*简短任务 A*:
请根据下面这篇考试复盘回答以下问题。
(i) 作者在第几分钟写完 T4?
(ii) “本场重点”列出的第一条是什么?
(iii) 代码1中常量 Maxkind 的值是多少?

初二20210605综合测试 心路历程 +题解
25min:乱搞T1后,果断放弃 T1
//判断正确
40min: 看完所有题,立马决定写 T4
//判断正确
70min: 写完 T4
//很遗憾,没考虑好 -1 的情况,绑点绑成零分。(主要还是 T1 没做出来,心态不好)
190min: 疯狂修改 T2
//本场考试重大失误(关键是我的代码还是对的,只是输出慢了。。。
195min: 写完 T1 暴力
//判断正确
205min: 写出 T1 正解
230min: 写完 T3 暴力
//判断正确
整场考试,大部分的抉择都是正确的,T2 的失利让我整个崩掉,所以,一些优势很容易就会因为一个小错误而全部输掉,甚至处于极大的劣势。
本场重点:
1.输入输出(你别笑。
2.对局势的判断。
下面两份代码的差别就只有输出
代码1
#include <map>
#include <set>
#include <cmath>
#include <queue>
#include <stack>
#include <cstdio>
#include <vector>
#include <cstring>
#include <iostream>
#include <algorithm>
using namespace std;
#define LL long long
#define ULL unsigned long long
template <typename T>
void read (T &x) {
x = 0; T f = 1;
char ch = getchar ();
while (ch < '0' || ch > '9') {
if (ch == '-') f = -1;
ch = getchar ();
}
while (ch >= '0' && ch <= '9') {
x = (x << 3) + (x << 1) + ch - '0';
ch = getchar ();
}
x *= f;
}
template <typename T>
void write (T x) {
if (x < 0) {
x = -x;
putchar ('-');
}
if (x < 10) {
putchar (x + '0');
return;
}
write (x / 10);
putchar (x % 10 + '0');
}
template <typename T>
void print (T x, char ch) {
write (x); putchar (ch);
}
template <typename T> T Abs (T x) { return x > 0 ? x : -x; }
template <typename T> T Max (T x, T y) { return x > y ? x : y; }
template <typename T> T Min (T x, T y) { return x < y ? x : y; }
const int Maxn = 6 * 1e6;
const int Maxkind = 10;
int n, m, k;
char a[Maxn + 5], b[Maxn + 5];
char ans1[Maxn + 5], ans2[Maxn + 5], ans3[Maxn + 5], ans4[Maxn + 5];
queue <int> q[Maxkind + 5];
int solve (char *s, char *ans, int len) {
for (int i = 1; i <= Maxkind; i++)
while (q[i].size ())
q[i].pop ();
for (int i = 1; i <= len; i++)
q[s[i] - '0'].push (i);
if (len <= k) {
for (int i = 1; i <= len; i++)
ans[i] = s[i];
return len;
}
int Need = k, p = 0, Up = Maxkind;
for (int i = 1; i <= len && Need; i++) {
//[i, len - Need + 1]
int idx = -1;
for (int j = Up; j >= 0; j--) {
while (q[j].size () && q[j].front () < i)

*数据*:
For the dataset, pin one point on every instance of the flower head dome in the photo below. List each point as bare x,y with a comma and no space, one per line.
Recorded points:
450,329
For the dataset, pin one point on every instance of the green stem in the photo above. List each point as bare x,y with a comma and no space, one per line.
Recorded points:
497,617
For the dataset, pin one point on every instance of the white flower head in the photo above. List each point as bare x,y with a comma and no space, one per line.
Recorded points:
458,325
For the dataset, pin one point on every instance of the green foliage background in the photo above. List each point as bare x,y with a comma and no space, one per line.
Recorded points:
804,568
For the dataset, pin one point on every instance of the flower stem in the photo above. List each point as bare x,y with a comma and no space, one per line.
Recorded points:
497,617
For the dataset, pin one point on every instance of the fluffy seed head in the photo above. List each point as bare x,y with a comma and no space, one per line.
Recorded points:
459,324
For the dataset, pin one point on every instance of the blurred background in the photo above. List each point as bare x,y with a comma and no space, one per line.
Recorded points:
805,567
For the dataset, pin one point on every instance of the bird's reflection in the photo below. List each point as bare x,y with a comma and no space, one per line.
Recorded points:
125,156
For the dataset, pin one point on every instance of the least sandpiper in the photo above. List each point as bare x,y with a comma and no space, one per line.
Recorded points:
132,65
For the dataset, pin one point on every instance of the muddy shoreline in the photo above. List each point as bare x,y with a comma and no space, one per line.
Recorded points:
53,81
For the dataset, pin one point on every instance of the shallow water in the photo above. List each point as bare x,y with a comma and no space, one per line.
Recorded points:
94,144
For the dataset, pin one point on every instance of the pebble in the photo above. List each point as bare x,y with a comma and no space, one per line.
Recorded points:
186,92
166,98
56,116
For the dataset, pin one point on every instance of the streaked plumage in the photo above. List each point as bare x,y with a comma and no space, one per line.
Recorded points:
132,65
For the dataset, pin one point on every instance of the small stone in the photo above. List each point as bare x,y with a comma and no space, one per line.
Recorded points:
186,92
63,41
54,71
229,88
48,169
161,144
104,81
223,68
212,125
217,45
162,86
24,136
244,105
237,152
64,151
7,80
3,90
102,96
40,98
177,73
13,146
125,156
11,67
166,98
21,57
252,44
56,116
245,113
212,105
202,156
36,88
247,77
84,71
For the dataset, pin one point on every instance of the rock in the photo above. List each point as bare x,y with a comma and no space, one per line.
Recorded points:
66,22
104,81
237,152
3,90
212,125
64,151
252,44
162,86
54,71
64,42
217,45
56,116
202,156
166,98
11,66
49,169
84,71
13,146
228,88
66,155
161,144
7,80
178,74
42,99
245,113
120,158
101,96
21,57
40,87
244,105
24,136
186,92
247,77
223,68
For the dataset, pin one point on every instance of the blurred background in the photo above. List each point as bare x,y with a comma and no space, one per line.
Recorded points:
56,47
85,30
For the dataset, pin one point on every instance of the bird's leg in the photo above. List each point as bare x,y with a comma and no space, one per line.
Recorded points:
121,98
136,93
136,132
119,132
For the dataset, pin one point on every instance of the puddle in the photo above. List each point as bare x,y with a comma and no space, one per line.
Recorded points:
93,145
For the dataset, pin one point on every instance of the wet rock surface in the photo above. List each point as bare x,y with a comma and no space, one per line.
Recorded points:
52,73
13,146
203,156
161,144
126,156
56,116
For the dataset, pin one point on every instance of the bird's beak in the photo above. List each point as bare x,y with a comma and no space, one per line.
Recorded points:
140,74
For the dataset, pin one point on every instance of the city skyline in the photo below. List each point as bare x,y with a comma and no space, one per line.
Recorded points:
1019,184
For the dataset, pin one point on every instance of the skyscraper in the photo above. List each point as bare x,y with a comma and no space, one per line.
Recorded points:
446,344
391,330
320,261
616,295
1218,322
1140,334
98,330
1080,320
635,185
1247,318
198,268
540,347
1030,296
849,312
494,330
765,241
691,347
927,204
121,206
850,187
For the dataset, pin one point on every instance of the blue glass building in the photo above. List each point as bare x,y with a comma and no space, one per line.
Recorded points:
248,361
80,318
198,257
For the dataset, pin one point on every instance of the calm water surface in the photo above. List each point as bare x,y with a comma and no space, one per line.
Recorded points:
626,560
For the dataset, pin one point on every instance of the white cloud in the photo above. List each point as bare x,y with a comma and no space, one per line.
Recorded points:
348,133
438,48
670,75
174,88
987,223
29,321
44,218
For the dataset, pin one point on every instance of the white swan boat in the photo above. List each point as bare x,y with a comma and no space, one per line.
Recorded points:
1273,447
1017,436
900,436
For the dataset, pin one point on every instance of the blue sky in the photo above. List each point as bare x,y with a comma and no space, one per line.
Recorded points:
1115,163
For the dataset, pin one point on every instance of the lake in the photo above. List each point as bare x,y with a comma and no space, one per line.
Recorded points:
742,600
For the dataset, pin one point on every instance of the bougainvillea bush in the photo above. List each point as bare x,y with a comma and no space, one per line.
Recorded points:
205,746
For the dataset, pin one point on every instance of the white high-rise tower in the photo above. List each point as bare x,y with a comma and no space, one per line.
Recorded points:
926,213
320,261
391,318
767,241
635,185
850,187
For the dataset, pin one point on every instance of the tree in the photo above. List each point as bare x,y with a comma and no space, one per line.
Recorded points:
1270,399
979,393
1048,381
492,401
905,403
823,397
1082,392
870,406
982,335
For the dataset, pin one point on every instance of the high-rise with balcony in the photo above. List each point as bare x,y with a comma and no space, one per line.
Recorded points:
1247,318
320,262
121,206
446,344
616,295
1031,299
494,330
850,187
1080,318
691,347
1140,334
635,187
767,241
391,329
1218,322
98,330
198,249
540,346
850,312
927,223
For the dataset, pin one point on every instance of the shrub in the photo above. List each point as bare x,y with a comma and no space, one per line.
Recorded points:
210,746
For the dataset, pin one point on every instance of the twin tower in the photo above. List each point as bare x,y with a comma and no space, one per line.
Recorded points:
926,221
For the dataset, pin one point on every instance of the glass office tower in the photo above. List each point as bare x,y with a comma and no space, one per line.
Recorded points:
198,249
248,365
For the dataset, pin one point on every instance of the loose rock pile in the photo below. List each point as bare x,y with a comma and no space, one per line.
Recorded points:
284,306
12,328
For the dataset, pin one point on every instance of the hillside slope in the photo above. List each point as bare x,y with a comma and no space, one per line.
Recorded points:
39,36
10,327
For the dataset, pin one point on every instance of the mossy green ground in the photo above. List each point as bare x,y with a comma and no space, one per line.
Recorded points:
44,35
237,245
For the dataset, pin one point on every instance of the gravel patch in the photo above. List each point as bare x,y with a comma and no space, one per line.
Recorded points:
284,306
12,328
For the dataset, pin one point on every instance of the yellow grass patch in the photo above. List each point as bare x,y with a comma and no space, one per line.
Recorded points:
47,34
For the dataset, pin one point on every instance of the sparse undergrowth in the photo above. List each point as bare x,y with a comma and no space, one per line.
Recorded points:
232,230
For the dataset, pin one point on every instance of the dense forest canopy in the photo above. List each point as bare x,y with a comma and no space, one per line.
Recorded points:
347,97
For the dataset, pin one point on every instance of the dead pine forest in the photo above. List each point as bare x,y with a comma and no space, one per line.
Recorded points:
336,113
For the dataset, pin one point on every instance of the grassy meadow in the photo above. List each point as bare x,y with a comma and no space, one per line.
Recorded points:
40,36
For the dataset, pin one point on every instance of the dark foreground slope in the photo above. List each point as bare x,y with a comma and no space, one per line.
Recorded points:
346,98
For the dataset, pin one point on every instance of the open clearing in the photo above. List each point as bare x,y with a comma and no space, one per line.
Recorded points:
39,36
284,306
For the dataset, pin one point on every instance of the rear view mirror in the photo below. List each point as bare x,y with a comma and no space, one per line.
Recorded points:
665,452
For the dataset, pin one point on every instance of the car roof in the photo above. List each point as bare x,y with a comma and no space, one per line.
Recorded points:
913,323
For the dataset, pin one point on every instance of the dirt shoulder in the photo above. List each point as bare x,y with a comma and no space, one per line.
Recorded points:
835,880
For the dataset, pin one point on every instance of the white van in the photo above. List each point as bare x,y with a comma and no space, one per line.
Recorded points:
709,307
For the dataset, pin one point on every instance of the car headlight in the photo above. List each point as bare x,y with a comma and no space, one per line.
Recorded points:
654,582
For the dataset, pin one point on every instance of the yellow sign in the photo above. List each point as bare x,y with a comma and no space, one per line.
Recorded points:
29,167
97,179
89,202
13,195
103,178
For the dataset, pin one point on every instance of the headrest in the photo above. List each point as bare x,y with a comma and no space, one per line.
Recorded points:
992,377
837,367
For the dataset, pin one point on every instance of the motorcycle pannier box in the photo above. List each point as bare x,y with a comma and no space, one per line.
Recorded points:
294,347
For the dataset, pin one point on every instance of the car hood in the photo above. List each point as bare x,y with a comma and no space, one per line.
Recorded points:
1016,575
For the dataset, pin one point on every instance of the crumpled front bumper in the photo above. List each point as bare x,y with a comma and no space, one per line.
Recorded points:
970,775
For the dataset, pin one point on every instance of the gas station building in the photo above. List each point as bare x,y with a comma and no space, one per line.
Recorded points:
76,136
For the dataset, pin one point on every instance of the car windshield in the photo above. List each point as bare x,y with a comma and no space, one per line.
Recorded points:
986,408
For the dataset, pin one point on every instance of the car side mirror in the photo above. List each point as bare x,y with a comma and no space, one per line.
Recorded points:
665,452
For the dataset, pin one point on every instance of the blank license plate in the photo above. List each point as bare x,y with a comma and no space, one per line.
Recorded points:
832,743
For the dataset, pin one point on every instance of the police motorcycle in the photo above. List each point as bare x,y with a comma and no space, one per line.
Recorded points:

*简短任务 B*: 请统计上面列表中含有字符串“stem”的行数,区分大小写,只写出数字。

*任务答案 A*:
(i) 70min
(ii) 输入输出
(iii) 10

*任务答案 B*: 2